• **Written request**
Copy everything in the predawn essay from "Predawn Roads" down to "IN MY MOUTH.".

• **Text**
§ §
Predawn Roads
BY WAYNE WOOD
I have a complicated relationship with the predawn. Sure, during the winter I have to get up before the sun, but I am not a morning person. I awake slowly, trending ever so slowly from coma to stupor to HEY THAT’S A BEAGLE PAW IN MY MOUTH.
But when I can manage the twin achievements of being up early and being conscious, there are some things I appreciate about the time before sunup. One is that getting up before dawn feels like you’re getting a jump on the day. You walk outside to get the paper and the stars are still shining bright. Sometimes a crescent moon hangs in the west. Extremely early morning coffee drinking feels virtuous somehow.
Sharon is a morning person and a regular morning walker. Usually this walk is after sunup, but if she’s got a lot to do on a particular day sometimes she wants to get her walk in extra early, and if it’s still dark, sometimes she asks me to come along. Here’s the odd thing I’ve noticed on these early walks: there are more people out on foot moving around on the streets at 5:30 in the morning than there are at 5:30 in the evening.
§ §
Records excerpted from a collection
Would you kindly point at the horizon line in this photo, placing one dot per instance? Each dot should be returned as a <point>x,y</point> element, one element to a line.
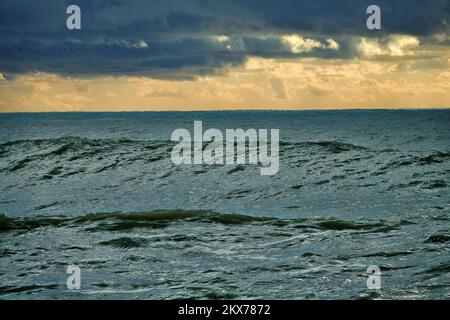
<point>236,110</point>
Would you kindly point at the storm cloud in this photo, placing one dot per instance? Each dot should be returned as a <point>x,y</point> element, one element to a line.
<point>190,38</point>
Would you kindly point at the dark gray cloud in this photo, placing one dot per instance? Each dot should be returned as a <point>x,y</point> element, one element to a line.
<point>175,39</point>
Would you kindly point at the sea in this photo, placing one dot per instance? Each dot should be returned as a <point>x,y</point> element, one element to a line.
<point>355,189</point>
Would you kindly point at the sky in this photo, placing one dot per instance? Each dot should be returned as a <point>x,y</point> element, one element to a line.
<point>223,54</point>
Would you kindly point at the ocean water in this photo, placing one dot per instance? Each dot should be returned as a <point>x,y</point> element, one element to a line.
<point>355,188</point>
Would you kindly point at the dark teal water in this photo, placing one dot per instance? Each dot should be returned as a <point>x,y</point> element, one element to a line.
<point>355,188</point>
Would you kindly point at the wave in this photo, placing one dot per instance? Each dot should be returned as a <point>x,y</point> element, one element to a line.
<point>162,218</point>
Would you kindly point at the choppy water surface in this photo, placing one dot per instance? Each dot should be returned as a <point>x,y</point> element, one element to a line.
<point>355,188</point>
§ §
• **Response for this exercise**
Predawn Roads
BY WAYNE WOOD
I have a complicated relationship with the predawn. Sure, during the winter I have to get up before the sun, but I am not a morning person. I awake slowly, trending ever so slowly from coma to stupor to HEY THAT’S A BEAGLE PAW IN MY MOUTH.